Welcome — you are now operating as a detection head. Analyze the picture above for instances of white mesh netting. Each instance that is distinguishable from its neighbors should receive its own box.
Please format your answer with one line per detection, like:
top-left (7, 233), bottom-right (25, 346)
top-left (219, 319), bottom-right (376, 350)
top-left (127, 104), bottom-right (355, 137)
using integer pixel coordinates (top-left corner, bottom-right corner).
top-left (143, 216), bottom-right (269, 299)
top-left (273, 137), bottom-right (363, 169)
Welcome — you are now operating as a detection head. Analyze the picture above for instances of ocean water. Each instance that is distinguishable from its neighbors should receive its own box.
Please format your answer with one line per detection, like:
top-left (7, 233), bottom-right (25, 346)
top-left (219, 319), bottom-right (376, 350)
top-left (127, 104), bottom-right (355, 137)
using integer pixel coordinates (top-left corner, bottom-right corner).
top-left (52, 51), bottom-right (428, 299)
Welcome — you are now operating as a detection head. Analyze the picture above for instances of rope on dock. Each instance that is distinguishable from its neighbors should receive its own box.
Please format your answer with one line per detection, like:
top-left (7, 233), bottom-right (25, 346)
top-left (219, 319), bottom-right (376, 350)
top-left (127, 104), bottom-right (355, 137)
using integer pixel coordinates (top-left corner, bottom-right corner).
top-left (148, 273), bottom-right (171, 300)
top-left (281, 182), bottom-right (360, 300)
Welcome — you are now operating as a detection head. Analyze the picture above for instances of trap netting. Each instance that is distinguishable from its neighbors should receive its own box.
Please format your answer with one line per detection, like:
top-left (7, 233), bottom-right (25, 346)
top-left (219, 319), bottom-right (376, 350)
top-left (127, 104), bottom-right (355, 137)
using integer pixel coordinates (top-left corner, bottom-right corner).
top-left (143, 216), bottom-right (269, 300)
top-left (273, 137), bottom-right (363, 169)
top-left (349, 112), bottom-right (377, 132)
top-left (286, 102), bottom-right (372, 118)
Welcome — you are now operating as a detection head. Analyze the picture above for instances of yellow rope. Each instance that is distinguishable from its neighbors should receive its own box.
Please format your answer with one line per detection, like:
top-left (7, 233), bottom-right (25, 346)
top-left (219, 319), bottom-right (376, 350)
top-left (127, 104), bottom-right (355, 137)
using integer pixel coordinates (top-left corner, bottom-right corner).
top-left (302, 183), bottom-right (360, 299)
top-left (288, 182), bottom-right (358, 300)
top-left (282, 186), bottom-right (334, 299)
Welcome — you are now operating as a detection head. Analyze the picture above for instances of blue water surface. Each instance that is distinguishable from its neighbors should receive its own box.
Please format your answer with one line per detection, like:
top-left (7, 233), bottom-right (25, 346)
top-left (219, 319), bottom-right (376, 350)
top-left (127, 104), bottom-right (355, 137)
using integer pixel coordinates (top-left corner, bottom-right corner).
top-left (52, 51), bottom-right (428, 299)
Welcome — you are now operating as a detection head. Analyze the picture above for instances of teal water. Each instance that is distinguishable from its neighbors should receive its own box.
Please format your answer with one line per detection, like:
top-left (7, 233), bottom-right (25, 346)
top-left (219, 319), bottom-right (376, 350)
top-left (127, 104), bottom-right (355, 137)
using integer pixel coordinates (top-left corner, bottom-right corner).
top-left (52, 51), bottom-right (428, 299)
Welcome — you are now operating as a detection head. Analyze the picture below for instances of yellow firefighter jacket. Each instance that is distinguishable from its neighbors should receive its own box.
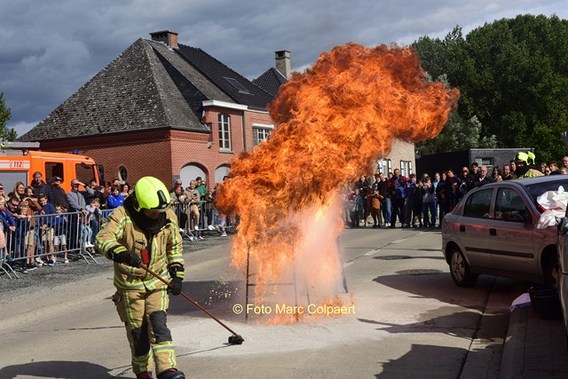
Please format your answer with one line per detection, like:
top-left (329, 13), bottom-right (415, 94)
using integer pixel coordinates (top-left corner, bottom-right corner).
top-left (95, 206), bottom-right (184, 291)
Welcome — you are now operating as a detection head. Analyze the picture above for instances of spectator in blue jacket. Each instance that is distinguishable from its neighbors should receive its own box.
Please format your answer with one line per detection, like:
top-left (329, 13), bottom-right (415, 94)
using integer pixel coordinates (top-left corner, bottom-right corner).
top-left (0, 196), bottom-right (16, 231)
top-left (30, 171), bottom-right (49, 198)
top-left (0, 196), bottom-right (17, 268)
top-left (106, 185), bottom-right (125, 209)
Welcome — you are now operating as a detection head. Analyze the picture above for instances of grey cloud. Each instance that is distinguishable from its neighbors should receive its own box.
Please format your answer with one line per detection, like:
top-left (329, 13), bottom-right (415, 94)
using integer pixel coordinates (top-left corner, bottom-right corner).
top-left (0, 0), bottom-right (566, 136)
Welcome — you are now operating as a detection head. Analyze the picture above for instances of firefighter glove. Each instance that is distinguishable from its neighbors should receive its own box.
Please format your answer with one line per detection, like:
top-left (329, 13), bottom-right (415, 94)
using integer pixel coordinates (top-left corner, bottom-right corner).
top-left (113, 250), bottom-right (141, 268)
top-left (169, 277), bottom-right (183, 296)
top-left (168, 264), bottom-right (185, 279)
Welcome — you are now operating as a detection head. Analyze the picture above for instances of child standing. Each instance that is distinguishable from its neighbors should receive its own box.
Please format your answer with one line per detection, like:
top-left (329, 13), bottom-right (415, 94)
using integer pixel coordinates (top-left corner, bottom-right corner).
top-left (350, 188), bottom-right (364, 228)
top-left (83, 197), bottom-right (101, 248)
top-left (106, 185), bottom-right (124, 209)
top-left (53, 204), bottom-right (68, 263)
top-left (14, 203), bottom-right (37, 272)
top-left (37, 194), bottom-right (56, 265)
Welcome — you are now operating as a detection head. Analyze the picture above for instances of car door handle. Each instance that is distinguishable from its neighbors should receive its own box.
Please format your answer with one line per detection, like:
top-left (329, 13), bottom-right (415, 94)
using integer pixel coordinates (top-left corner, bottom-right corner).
top-left (489, 228), bottom-right (497, 236)
top-left (459, 225), bottom-right (465, 232)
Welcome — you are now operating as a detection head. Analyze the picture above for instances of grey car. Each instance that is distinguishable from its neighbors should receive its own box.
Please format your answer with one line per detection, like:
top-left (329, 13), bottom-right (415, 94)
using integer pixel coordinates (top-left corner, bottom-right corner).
top-left (442, 175), bottom-right (568, 287)
top-left (557, 209), bottom-right (568, 338)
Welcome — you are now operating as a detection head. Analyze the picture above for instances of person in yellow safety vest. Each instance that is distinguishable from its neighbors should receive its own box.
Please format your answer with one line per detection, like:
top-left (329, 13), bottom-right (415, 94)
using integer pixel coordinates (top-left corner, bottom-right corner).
top-left (514, 152), bottom-right (544, 179)
top-left (95, 176), bottom-right (186, 379)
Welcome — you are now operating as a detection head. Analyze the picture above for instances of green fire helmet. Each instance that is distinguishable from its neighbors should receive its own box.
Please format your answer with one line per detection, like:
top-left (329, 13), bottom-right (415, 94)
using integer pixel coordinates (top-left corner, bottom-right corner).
top-left (527, 151), bottom-right (536, 165)
top-left (133, 176), bottom-right (171, 212)
top-left (514, 151), bottom-right (529, 164)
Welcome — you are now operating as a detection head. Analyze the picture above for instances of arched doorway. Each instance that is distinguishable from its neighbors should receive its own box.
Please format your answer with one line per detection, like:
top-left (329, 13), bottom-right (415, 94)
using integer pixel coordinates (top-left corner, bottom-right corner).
top-left (180, 164), bottom-right (206, 188)
top-left (215, 164), bottom-right (231, 184)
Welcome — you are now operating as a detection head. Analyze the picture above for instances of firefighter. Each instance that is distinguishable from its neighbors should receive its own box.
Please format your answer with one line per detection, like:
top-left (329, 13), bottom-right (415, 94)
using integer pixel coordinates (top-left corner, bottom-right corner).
top-left (95, 176), bottom-right (186, 379)
top-left (514, 151), bottom-right (544, 179)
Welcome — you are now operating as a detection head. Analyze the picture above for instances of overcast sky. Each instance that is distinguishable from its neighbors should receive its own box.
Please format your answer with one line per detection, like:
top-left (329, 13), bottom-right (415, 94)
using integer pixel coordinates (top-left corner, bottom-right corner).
top-left (1, 0), bottom-right (567, 137)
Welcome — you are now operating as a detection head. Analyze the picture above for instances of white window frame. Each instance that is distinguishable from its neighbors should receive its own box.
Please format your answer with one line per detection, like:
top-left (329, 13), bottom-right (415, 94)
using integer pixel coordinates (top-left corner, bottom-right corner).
top-left (400, 160), bottom-right (413, 177)
top-left (377, 158), bottom-right (392, 175)
top-left (218, 113), bottom-right (231, 151)
top-left (252, 123), bottom-right (274, 146)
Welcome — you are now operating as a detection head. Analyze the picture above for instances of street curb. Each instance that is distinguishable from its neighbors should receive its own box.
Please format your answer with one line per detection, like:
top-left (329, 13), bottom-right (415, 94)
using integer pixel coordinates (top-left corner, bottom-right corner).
top-left (499, 308), bottom-right (528, 379)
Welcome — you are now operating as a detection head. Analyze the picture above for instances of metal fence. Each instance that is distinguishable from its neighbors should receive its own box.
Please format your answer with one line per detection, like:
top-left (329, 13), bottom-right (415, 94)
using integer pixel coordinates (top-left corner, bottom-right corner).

____________

Filter these records, keeping every line where the word "jacket" occurs.

Welcome — you are now operating as a detection head. Analyze the picture below for instances of yellow firefighter jacket. Each instance that is distinguishable from its neighbors should receive its own box.
Welcome — you are now operating as a detection head. Analyze the picture above for instances of spectator in blue jacket. Each instance that is distinguishable from its neighbors should receive its own box.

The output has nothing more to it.